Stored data
'''

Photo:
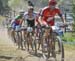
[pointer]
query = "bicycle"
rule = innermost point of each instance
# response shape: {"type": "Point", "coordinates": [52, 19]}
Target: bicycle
{"type": "Point", "coordinates": [18, 37]}
{"type": "Point", "coordinates": [52, 43]}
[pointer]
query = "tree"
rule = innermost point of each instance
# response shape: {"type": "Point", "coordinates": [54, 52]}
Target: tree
{"type": "Point", "coordinates": [73, 11]}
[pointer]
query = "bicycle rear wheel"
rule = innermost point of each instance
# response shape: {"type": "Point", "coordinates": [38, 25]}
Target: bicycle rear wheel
{"type": "Point", "coordinates": [59, 49]}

'''

PROBLEM REQUIREMENTS: Copy every line of the material above word for word, leaving out the pictures.

CORRECT RESPONSE:
Photo:
[pointer]
query = "bicycle"
rule = innermost point of each instance
# response shape: {"type": "Point", "coordinates": [52, 19]}
Target: bicycle
{"type": "Point", "coordinates": [18, 37]}
{"type": "Point", "coordinates": [52, 43]}
[pointer]
query = "tree"
rule = innermost point of each instance
# response shape: {"type": "Point", "coordinates": [54, 52]}
Target: tree
{"type": "Point", "coordinates": [73, 11]}
[pointer]
query = "bicycle rear wheel"
rule = innermost point of each instance
# response shape: {"type": "Point", "coordinates": [38, 25]}
Target: bicycle rear wheel
{"type": "Point", "coordinates": [59, 49]}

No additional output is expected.